- Material for this exercise:
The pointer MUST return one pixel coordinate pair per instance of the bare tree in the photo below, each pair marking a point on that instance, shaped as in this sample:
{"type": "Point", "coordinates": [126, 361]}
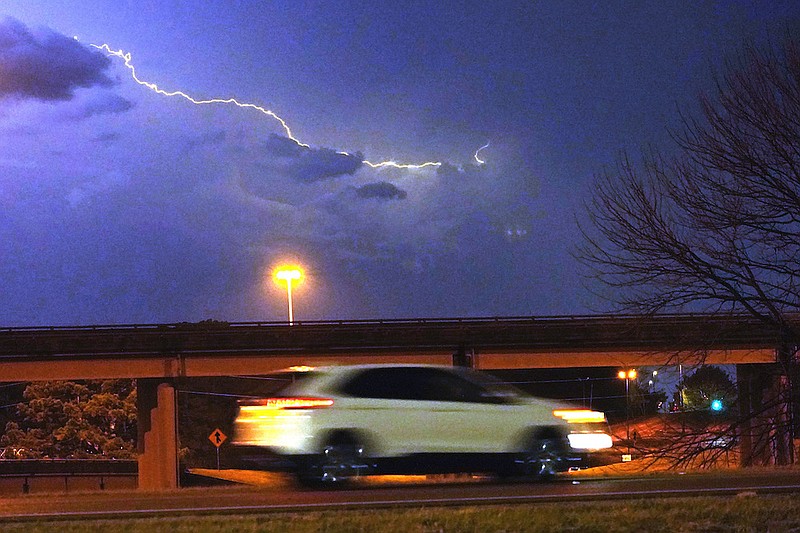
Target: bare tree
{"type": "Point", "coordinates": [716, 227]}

...

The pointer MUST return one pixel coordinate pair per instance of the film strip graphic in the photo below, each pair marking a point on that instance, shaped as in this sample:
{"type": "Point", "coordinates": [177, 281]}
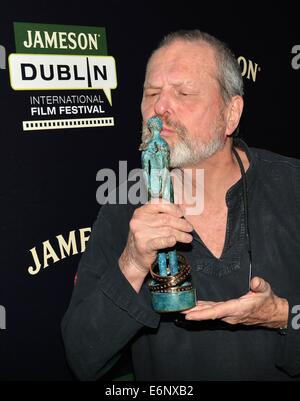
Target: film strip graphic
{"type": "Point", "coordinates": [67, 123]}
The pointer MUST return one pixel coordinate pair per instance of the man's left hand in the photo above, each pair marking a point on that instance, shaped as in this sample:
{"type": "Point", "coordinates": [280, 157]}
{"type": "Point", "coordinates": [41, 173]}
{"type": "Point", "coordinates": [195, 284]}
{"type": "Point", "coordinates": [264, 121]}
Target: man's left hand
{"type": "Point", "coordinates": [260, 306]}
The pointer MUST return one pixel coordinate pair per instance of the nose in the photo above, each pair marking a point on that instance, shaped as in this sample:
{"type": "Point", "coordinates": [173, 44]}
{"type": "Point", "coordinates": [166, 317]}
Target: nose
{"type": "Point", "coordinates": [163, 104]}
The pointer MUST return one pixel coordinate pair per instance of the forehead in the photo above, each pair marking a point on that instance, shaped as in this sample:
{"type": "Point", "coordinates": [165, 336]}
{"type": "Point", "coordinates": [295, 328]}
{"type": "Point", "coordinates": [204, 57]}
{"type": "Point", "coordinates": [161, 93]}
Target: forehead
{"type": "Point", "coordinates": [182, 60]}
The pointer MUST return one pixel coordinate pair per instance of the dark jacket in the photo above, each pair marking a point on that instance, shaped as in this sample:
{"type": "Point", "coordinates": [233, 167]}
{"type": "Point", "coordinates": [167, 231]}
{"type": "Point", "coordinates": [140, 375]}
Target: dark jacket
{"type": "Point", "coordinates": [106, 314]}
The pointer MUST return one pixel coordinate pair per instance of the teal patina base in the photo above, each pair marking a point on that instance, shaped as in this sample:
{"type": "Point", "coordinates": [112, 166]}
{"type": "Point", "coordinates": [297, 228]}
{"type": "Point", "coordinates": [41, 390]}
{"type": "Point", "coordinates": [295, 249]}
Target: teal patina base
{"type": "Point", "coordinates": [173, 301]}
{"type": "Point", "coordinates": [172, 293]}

- What you should do: Pick out every line in the rows above that contains the word "return". Case matters.

- Problem solution:
The pointer MUST return one pixel coordinate pair per instance of the bare tree in the photo below, each pair marking a point on that instance, shaped as in this sample:
The pointer MUST return one pixel coordinate pair per instance of the film strip graphic in the photo below, each pair marking a point on that instance, shaped as in this sample:
The pointer MUST return one pixel coordinate pair per instance of the man's left hand in the photo above, each pair marking a point on that instance, shaped as in this sample:
The pointer MUST return one pixel coordinate pair per instance of the nose in the photo above, each pair marking a point on that instance, shaped as in this sample:
The pointer MUST return one pixel coordinate pair per instance of the forehead in the photo above, each pair marking a point on that instance, shaped as in this sample:
The pointer MUST return one pixel coordinate pair per instance of the dark jacket in the photo above, each pair marking a point on that instance, shaped as in this sample:
The pointer MUST return one pixel coordinate pair per instance of the teal patina base in the photo above, each pair marking a point on that instance, shaped as in this sample:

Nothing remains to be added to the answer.